Print the stretch from the line containing "I would be grateful if you could tag the mountain" through the end of the entries, keeping every line unchanged.

start MATERIAL SUPPLIED

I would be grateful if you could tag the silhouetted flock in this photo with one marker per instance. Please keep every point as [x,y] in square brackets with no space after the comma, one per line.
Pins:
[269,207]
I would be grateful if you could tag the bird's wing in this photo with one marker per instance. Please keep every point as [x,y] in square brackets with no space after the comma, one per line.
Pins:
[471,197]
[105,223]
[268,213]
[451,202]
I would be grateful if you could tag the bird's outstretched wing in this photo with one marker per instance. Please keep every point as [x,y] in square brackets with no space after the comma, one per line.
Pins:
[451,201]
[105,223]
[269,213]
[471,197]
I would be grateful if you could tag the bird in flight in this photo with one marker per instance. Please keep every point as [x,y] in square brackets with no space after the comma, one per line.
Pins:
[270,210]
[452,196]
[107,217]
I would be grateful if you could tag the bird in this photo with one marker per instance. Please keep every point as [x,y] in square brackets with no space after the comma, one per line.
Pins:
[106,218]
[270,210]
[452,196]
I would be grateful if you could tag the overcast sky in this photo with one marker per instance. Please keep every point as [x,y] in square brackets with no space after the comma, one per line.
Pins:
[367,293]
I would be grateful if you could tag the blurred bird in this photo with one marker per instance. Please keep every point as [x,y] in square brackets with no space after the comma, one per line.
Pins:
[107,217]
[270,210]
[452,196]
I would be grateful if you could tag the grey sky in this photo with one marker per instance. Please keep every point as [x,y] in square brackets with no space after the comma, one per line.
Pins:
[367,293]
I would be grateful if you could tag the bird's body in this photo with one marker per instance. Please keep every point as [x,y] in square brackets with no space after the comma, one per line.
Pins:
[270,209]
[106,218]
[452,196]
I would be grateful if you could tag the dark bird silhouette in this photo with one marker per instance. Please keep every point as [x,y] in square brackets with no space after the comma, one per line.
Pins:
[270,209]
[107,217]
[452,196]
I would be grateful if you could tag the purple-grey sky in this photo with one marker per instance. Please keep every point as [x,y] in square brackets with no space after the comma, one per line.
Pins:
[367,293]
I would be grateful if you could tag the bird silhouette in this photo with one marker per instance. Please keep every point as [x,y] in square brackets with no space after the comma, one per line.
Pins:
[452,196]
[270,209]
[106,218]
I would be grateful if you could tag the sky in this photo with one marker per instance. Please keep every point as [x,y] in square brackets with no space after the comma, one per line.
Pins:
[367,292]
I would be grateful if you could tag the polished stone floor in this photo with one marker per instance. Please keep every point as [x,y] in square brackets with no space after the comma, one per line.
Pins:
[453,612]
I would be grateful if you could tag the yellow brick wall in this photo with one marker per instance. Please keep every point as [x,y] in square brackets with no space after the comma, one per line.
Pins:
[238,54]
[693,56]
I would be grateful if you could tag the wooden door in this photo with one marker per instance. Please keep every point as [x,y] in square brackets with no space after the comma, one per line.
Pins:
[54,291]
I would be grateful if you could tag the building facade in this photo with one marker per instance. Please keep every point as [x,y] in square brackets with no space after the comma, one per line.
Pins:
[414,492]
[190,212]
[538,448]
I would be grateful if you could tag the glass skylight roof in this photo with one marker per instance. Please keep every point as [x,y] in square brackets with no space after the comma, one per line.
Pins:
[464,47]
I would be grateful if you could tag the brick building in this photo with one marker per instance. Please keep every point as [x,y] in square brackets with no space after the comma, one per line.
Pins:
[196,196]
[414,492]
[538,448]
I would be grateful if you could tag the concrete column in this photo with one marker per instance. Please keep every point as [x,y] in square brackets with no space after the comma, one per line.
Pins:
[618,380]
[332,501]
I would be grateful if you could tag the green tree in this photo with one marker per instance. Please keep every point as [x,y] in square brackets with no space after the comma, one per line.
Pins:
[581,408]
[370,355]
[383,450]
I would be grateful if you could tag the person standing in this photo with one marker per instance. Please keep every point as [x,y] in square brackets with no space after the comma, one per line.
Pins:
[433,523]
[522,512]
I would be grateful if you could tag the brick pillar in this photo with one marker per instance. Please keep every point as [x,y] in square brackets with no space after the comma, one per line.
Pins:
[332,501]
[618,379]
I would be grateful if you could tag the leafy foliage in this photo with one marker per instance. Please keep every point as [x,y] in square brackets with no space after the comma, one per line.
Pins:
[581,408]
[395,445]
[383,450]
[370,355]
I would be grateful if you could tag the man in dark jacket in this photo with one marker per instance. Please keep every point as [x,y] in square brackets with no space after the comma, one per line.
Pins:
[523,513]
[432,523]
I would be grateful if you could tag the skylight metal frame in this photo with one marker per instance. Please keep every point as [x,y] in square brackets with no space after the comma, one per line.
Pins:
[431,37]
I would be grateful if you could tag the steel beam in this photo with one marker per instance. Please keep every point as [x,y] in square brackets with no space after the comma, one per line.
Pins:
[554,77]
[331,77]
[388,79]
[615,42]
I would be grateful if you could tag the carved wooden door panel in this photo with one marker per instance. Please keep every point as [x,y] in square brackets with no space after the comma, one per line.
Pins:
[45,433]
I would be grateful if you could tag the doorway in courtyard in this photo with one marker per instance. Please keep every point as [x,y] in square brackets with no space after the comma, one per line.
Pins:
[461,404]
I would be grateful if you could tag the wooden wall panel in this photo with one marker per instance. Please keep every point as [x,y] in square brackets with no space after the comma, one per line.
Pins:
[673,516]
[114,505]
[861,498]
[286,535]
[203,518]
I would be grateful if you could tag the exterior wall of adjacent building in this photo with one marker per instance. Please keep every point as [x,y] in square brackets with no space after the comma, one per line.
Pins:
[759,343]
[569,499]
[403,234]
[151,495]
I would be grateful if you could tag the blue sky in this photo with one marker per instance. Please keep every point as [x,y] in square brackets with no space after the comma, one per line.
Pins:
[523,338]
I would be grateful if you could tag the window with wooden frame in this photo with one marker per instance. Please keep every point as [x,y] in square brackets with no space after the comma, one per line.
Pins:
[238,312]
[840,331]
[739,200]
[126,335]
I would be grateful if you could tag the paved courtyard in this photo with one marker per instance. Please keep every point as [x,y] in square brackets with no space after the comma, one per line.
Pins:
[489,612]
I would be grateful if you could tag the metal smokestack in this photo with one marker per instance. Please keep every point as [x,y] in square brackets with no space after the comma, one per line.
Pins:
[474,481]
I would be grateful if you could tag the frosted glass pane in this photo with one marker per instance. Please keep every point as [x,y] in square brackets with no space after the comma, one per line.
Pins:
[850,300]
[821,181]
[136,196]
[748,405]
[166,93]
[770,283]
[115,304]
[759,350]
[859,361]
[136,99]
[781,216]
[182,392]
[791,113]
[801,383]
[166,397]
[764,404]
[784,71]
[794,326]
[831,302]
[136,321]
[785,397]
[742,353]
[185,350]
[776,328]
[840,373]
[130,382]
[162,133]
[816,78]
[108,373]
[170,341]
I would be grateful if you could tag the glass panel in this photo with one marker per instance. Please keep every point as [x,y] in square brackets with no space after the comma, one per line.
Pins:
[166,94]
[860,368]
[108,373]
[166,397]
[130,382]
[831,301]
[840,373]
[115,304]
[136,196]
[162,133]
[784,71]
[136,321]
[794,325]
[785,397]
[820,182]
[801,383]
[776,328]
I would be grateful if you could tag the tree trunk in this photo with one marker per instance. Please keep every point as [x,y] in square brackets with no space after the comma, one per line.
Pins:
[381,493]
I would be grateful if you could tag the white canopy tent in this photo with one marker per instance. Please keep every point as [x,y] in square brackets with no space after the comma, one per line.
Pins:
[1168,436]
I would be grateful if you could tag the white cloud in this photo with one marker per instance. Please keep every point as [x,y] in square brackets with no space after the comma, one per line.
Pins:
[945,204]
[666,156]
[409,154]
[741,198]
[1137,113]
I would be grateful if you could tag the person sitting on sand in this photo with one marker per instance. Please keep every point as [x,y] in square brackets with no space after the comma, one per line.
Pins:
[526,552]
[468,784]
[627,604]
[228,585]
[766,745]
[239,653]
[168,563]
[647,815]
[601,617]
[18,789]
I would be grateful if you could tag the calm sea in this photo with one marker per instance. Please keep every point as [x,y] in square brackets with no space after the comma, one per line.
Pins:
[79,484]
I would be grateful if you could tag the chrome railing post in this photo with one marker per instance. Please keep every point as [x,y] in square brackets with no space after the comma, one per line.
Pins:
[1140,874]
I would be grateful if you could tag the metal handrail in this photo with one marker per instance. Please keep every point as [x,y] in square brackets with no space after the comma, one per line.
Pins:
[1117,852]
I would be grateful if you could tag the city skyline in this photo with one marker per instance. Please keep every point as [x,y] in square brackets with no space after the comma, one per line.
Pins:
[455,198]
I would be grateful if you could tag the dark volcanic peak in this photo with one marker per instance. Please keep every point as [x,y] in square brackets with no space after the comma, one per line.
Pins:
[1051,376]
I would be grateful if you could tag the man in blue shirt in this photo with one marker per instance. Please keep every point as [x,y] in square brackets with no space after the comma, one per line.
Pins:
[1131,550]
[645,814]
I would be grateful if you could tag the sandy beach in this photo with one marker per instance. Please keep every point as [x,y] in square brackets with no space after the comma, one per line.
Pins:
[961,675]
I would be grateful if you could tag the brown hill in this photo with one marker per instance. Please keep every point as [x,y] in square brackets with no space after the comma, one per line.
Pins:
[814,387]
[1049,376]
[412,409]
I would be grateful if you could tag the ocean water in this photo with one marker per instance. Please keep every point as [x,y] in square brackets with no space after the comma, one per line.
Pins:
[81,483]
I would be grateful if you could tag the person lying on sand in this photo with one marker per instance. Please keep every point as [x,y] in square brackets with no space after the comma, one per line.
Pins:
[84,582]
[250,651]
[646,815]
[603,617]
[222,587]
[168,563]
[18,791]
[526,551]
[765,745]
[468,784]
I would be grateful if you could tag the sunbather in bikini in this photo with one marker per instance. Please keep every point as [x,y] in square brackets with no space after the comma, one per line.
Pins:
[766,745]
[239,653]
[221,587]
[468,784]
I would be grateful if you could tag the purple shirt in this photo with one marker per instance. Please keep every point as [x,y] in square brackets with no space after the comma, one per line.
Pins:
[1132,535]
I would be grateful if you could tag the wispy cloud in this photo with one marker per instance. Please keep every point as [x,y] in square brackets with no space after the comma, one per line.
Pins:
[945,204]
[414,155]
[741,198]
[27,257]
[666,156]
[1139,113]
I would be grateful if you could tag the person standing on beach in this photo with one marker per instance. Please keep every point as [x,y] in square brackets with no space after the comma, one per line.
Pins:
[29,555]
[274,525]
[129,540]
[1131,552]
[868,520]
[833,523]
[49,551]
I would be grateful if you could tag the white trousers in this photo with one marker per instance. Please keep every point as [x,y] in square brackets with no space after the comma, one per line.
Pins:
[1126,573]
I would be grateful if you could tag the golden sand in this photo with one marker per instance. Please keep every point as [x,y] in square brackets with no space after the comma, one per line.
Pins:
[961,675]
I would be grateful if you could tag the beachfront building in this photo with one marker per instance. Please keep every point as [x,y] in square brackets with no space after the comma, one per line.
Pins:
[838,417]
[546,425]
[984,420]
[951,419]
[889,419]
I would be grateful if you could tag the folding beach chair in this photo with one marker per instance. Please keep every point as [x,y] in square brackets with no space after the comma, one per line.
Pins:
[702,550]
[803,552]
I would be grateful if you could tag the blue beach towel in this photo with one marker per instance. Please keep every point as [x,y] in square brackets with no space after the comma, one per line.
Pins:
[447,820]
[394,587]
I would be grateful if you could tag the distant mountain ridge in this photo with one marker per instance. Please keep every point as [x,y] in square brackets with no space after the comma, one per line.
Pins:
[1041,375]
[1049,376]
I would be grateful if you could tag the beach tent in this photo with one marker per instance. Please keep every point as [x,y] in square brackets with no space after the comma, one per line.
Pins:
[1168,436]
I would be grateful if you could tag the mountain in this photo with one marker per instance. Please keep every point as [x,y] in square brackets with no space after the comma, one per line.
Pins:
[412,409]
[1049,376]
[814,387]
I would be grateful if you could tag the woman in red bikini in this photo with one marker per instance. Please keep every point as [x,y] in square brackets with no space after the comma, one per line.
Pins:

end MATERIAL SUPPLIED

**RESULT:**
I would be grateful if you could tag the mountain in this photo with one marker per instance. Please keep every point as [x,y] in square brackets with no space after the comma, one per line.
Pins:
[412,409]
[1049,376]
[814,387]
I would be grateful if you could tag the woman in red bikini in this photo with one marker per instance. Please keep every point as [x,y] in square brackets with no space after the comma, one per line.
Pins:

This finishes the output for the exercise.